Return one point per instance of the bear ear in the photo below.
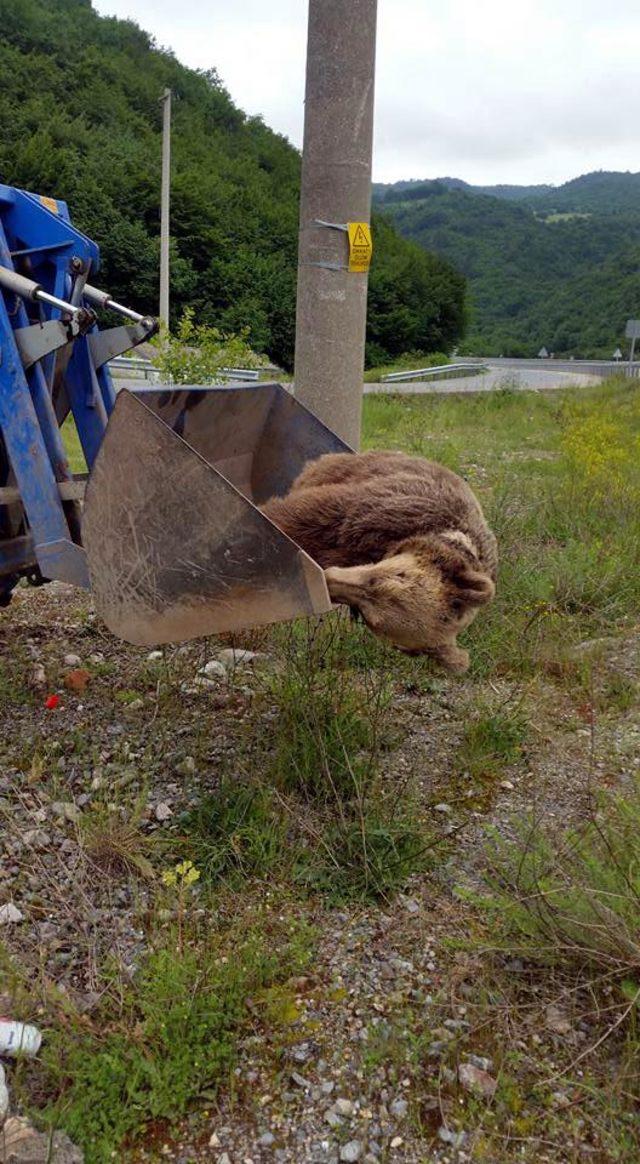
(471, 587)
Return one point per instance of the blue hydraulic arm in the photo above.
(52, 361)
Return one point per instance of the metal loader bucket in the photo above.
(175, 543)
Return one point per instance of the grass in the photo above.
(491, 742)
(168, 1041)
(320, 813)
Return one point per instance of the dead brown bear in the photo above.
(403, 541)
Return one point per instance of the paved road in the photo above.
(521, 375)
(521, 380)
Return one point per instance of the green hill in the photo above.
(556, 267)
(80, 119)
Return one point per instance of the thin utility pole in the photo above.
(335, 191)
(164, 205)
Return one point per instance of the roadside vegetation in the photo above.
(255, 882)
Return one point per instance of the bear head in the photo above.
(420, 596)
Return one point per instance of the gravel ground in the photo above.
(334, 1094)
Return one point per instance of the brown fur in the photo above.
(403, 540)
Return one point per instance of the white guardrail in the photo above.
(398, 377)
(148, 370)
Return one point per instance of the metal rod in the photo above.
(29, 290)
(165, 191)
(102, 299)
(335, 189)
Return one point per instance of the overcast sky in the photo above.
(518, 91)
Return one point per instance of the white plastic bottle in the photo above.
(18, 1038)
(4, 1097)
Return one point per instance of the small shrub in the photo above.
(198, 353)
(575, 900)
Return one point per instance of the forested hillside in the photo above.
(554, 267)
(80, 119)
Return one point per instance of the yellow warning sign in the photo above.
(361, 247)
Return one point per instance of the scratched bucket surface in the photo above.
(175, 544)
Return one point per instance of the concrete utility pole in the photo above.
(336, 189)
(164, 205)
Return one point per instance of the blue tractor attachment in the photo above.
(165, 526)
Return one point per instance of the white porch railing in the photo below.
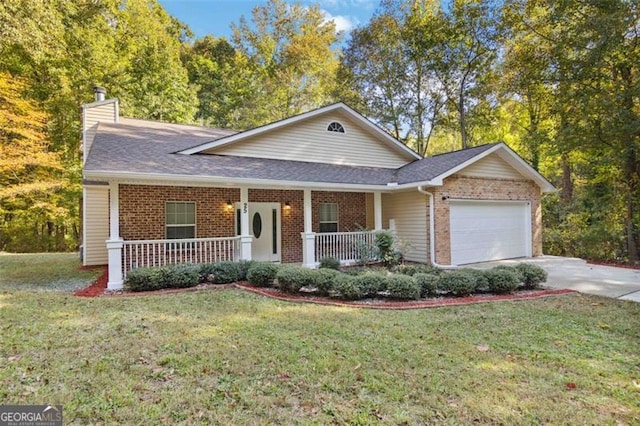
(347, 247)
(144, 253)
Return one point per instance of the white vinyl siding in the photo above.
(96, 225)
(409, 209)
(491, 166)
(489, 230)
(310, 141)
(92, 115)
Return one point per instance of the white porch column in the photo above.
(114, 243)
(308, 236)
(377, 211)
(245, 237)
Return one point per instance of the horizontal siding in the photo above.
(409, 209)
(96, 225)
(105, 113)
(310, 141)
(491, 166)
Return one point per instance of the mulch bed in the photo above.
(99, 286)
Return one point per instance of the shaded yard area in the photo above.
(230, 357)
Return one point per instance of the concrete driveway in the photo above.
(577, 274)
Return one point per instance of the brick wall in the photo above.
(142, 210)
(483, 189)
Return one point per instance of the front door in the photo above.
(264, 225)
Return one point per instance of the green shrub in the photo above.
(346, 287)
(428, 284)
(532, 275)
(403, 287)
(413, 269)
(330, 263)
(502, 280)
(325, 280)
(457, 283)
(262, 273)
(372, 283)
(220, 272)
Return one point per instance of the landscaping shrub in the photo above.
(428, 284)
(346, 287)
(325, 280)
(403, 287)
(149, 279)
(330, 263)
(262, 273)
(502, 280)
(220, 272)
(372, 283)
(457, 283)
(413, 269)
(532, 275)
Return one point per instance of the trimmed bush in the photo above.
(330, 263)
(457, 283)
(220, 272)
(532, 275)
(149, 279)
(502, 280)
(262, 273)
(325, 280)
(372, 283)
(403, 287)
(428, 284)
(346, 287)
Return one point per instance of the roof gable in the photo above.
(306, 137)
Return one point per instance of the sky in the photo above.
(215, 16)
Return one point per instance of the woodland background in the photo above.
(558, 81)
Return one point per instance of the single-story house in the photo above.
(310, 186)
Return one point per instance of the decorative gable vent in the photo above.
(334, 126)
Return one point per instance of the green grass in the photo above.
(43, 271)
(229, 357)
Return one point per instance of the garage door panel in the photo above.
(483, 231)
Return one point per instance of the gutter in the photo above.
(432, 236)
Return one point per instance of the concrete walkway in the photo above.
(577, 274)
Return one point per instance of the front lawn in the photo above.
(229, 357)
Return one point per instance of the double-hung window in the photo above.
(328, 217)
(180, 219)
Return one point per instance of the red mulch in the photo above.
(399, 305)
(97, 287)
(616, 265)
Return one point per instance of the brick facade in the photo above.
(142, 212)
(483, 189)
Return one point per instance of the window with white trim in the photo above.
(334, 126)
(328, 217)
(180, 219)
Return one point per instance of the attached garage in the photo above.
(484, 230)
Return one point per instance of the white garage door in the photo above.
(489, 230)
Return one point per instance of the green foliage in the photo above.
(262, 273)
(220, 272)
(150, 279)
(428, 284)
(403, 287)
(532, 275)
(330, 263)
(346, 287)
(457, 283)
(502, 280)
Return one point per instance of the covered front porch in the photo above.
(231, 224)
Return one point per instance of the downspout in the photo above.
(432, 228)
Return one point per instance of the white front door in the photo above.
(264, 225)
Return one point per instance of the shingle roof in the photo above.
(148, 147)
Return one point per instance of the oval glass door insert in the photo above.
(257, 225)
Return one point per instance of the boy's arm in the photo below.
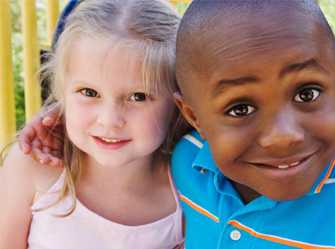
(16, 195)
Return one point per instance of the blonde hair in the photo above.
(148, 25)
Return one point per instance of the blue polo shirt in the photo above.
(216, 217)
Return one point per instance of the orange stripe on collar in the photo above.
(323, 181)
(276, 239)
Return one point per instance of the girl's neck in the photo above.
(131, 177)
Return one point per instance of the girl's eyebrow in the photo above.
(297, 67)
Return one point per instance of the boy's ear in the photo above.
(187, 112)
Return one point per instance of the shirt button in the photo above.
(235, 235)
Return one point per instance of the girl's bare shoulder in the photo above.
(23, 171)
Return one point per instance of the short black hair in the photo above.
(202, 17)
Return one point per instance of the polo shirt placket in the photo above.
(216, 217)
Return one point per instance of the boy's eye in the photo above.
(138, 97)
(88, 92)
(241, 110)
(307, 95)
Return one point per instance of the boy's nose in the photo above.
(111, 117)
(282, 133)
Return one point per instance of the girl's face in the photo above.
(109, 114)
(267, 106)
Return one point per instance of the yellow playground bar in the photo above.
(31, 61)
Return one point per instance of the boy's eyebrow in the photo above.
(296, 67)
(233, 82)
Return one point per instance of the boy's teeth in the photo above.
(285, 166)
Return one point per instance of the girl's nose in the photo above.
(111, 117)
(282, 133)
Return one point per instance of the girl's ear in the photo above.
(187, 112)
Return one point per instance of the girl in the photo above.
(112, 73)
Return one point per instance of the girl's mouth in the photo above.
(111, 143)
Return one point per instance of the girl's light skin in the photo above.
(104, 99)
(115, 121)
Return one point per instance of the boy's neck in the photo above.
(247, 194)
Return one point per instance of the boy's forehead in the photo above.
(248, 33)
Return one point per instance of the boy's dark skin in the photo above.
(260, 88)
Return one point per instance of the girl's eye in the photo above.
(241, 110)
(88, 92)
(307, 95)
(138, 97)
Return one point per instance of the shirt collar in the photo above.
(204, 160)
(326, 177)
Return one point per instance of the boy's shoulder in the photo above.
(184, 160)
(186, 150)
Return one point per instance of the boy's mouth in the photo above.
(283, 163)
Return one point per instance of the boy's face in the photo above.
(266, 105)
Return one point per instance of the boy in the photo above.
(257, 80)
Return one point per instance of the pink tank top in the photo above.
(85, 229)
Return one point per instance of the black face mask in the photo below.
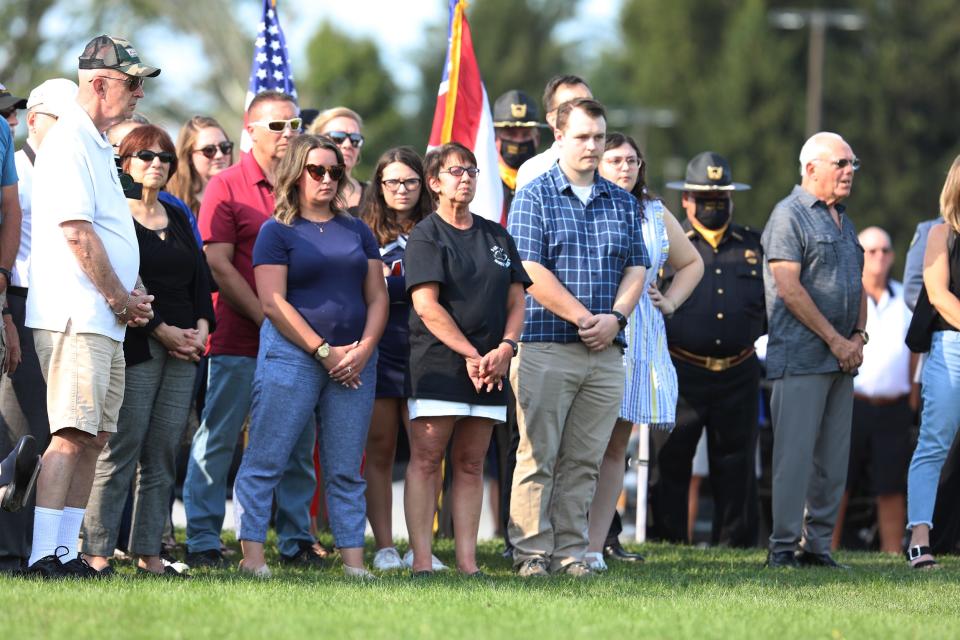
(713, 213)
(515, 154)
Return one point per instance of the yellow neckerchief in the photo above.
(713, 237)
(508, 175)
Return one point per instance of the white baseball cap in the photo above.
(53, 96)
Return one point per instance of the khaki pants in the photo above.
(568, 398)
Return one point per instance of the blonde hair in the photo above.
(950, 196)
(289, 170)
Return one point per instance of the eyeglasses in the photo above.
(210, 151)
(133, 82)
(393, 185)
(277, 126)
(339, 137)
(843, 163)
(317, 171)
(458, 171)
(147, 156)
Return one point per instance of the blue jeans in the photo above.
(938, 425)
(229, 383)
(291, 389)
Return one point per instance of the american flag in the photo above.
(270, 70)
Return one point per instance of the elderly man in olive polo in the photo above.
(817, 310)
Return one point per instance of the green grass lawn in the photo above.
(680, 592)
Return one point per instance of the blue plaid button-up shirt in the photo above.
(586, 246)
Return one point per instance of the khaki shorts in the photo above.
(84, 373)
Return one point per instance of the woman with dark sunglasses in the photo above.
(161, 367)
(343, 125)
(203, 151)
(320, 282)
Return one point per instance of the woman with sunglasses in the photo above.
(161, 367)
(343, 125)
(466, 283)
(395, 202)
(320, 282)
(650, 392)
(203, 151)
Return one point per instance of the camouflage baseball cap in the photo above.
(105, 52)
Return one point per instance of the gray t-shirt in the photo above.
(802, 230)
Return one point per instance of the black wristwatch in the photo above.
(621, 319)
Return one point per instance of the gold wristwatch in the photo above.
(322, 351)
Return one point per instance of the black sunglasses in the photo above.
(339, 137)
(210, 151)
(317, 171)
(147, 156)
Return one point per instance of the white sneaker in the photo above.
(595, 561)
(387, 559)
(434, 561)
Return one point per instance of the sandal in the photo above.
(918, 551)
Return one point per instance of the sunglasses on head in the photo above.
(147, 156)
(133, 82)
(210, 151)
(458, 171)
(339, 137)
(277, 126)
(317, 171)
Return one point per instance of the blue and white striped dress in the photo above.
(650, 389)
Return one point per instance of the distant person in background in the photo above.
(343, 126)
(395, 202)
(203, 151)
(23, 393)
(880, 438)
(817, 313)
(650, 390)
(940, 418)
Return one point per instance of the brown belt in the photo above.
(711, 364)
(880, 401)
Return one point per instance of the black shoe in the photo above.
(781, 560)
(307, 556)
(617, 552)
(210, 559)
(25, 463)
(808, 559)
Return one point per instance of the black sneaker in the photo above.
(211, 559)
(307, 556)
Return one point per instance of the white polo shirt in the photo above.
(885, 371)
(75, 178)
(21, 266)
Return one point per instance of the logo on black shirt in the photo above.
(500, 256)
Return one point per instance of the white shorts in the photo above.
(432, 408)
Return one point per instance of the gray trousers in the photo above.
(812, 417)
(156, 402)
(23, 411)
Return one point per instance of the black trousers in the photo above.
(23, 410)
(726, 403)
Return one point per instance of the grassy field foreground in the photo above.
(680, 592)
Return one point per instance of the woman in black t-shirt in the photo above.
(466, 283)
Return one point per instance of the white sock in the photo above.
(46, 527)
(69, 534)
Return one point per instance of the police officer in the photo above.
(711, 339)
(516, 126)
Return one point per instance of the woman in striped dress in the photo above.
(650, 391)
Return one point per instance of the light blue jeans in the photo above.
(229, 384)
(291, 389)
(938, 425)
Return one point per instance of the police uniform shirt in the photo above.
(725, 313)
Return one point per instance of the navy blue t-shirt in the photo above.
(326, 267)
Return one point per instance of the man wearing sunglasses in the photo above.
(236, 203)
(816, 313)
(23, 393)
(83, 293)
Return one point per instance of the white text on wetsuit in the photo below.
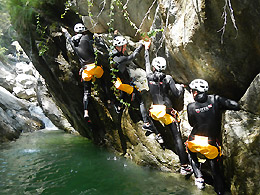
(203, 109)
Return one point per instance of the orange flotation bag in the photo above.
(158, 113)
(200, 144)
(92, 71)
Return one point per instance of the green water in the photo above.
(52, 162)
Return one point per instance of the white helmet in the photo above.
(119, 41)
(199, 85)
(79, 28)
(159, 63)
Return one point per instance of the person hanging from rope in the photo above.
(82, 43)
(204, 115)
(124, 82)
(160, 86)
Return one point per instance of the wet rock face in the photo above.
(195, 40)
(241, 141)
(193, 49)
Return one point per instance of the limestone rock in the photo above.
(241, 133)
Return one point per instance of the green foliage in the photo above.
(67, 8)
(2, 54)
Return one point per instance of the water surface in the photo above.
(53, 162)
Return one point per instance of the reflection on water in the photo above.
(52, 162)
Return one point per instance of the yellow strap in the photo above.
(158, 112)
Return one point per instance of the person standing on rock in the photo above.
(124, 82)
(82, 43)
(160, 85)
(204, 115)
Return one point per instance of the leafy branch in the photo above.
(228, 7)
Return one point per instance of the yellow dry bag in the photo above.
(158, 113)
(200, 144)
(92, 71)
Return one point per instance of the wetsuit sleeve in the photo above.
(227, 104)
(147, 63)
(173, 88)
(190, 117)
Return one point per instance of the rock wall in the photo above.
(193, 48)
(23, 96)
(241, 131)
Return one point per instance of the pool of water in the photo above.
(53, 162)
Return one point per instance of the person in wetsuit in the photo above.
(204, 115)
(82, 44)
(160, 86)
(124, 82)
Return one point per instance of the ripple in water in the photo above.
(52, 162)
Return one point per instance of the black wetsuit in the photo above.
(120, 62)
(160, 86)
(82, 44)
(204, 116)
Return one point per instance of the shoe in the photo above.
(199, 182)
(186, 170)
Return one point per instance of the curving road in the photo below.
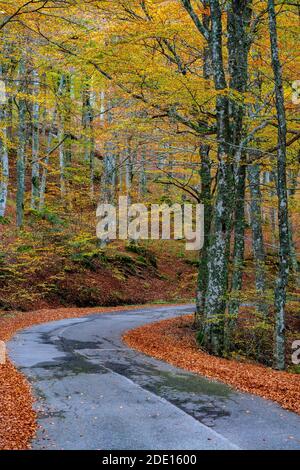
(95, 393)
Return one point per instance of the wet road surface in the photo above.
(93, 392)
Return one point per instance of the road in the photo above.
(93, 392)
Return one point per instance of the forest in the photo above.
(165, 101)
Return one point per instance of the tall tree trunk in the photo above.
(228, 136)
(218, 258)
(283, 218)
(205, 197)
(239, 248)
(257, 236)
(35, 173)
(21, 147)
(4, 168)
(89, 141)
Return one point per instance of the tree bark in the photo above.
(283, 217)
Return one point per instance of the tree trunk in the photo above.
(257, 237)
(283, 217)
(205, 197)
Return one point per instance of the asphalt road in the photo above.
(95, 393)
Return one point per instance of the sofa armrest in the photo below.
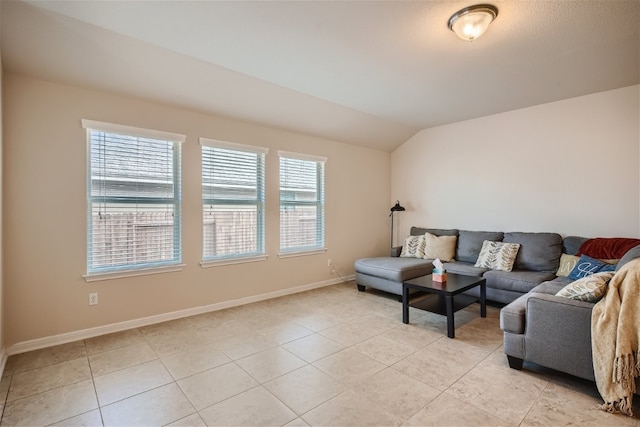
(558, 334)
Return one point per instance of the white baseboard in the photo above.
(39, 343)
(3, 360)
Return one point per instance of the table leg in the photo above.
(405, 304)
(483, 299)
(451, 333)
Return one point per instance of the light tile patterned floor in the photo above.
(328, 357)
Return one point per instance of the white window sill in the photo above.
(232, 261)
(132, 273)
(302, 253)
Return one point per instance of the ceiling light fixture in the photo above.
(471, 22)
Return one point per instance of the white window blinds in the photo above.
(133, 194)
(301, 202)
(232, 200)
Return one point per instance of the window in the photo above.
(301, 203)
(232, 201)
(133, 194)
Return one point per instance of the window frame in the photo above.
(319, 203)
(127, 270)
(260, 204)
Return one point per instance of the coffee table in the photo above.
(444, 297)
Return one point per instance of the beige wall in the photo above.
(45, 236)
(2, 322)
(570, 167)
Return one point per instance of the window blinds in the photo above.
(232, 200)
(134, 199)
(301, 202)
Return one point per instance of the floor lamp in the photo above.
(394, 208)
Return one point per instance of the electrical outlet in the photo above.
(93, 298)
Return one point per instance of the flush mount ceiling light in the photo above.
(471, 22)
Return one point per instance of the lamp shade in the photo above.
(471, 22)
(397, 207)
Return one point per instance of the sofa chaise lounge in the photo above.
(537, 261)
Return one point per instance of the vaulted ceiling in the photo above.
(370, 73)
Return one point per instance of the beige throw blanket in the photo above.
(615, 334)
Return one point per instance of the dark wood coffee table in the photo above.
(441, 296)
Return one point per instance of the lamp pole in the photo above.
(394, 208)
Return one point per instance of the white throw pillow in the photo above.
(441, 247)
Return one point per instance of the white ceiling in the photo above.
(367, 73)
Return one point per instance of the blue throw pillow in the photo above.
(585, 266)
(608, 267)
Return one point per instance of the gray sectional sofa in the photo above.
(538, 326)
(537, 261)
(551, 330)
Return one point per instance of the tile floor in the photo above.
(328, 357)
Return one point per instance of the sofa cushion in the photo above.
(513, 315)
(517, 280)
(497, 255)
(538, 251)
(571, 244)
(464, 268)
(417, 231)
(470, 243)
(590, 288)
(413, 247)
(632, 253)
(440, 247)
(396, 269)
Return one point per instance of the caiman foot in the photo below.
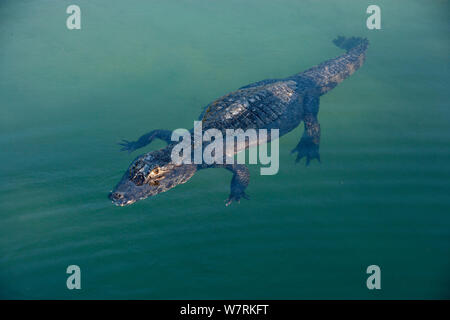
(307, 148)
(236, 197)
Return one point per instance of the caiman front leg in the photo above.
(239, 182)
(309, 143)
(146, 139)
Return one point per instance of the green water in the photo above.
(381, 195)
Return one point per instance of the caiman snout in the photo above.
(119, 199)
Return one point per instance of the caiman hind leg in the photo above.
(239, 182)
(309, 143)
(146, 139)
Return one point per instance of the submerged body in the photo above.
(269, 104)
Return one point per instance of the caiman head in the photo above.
(148, 175)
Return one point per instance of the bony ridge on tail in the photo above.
(268, 104)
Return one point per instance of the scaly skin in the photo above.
(269, 104)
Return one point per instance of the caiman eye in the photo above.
(154, 183)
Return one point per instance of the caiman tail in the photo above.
(329, 74)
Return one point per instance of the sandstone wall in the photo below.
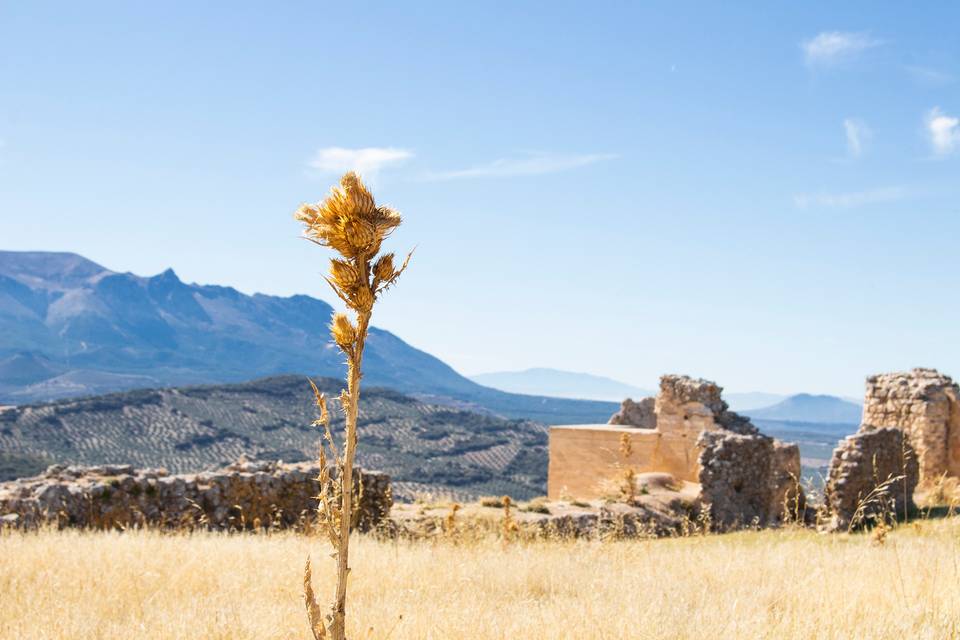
(243, 495)
(859, 470)
(926, 406)
(636, 414)
(749, 479)
(585, 460)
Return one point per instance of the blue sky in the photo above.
(763, 194)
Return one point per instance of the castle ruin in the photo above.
(688, 432)
(925, 405)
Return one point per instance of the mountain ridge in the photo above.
(80, 329)
(811, 408)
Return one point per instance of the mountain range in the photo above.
(555, 383)
(568, 384)
(70, 327)
(805, 407)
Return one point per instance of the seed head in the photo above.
(361, 299)
(383, 268)
(348, 220)
(343, 331)
(345, 275)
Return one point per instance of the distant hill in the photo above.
(70, 327)
(561, 384)
(808, 408)
(425, 447)
(744, 401)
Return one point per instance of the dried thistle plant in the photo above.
(349, 222)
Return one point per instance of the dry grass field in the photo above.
(767, 584)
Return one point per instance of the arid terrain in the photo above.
(789, 583)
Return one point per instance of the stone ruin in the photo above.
(689, 433)
(244, 495)
(873, 474)
(910, 432)
(925, 405)
(750, 479)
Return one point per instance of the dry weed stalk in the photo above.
(349, 222)
(628, 489)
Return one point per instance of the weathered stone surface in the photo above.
(861, 476)
(586, 459)
(636, 414)
(243, 495)
(925, 404)
(749, 479)
(694, 404)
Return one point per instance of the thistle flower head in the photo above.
(383, 268)
(348, 220)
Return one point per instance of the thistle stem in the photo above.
(338, 630)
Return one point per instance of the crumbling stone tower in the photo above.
(925, 405)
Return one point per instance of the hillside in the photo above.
(561, 384)
(805, 407)
(424, 447)
(70, 327)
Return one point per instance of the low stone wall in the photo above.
(242, 495)
(749, 479)
(586, 461)
(636, 414)
(860, 473)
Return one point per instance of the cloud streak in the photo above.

TASK DIRECTIONS: Starting at the line that contains "Return one point per instance of the thistle flower", repeat each line exactly through the last one in the listing. Include both of those lines and nothing more.

FULL OUTPUT:
Return one point per instance of the thistle flower head in the photo above.
(383, 268)
(348, 220)
Return one point per instance of the thistle stem in the photo above.
(338, 630)
Return one point per instance of the crumbling stone tower in the photo above.
(925, 405)
Return one point per instance of the hillside in the photo above.
(561, 384)
(805, 407)
(424, 447)
(70, 327)
Return one point per instance of the low stone wall in the photo above.
(242, 495)
(749, 479)
(586, 461)
(636, 414)
(860, 473)
Return one point per instance of the cloud streak in the photo above.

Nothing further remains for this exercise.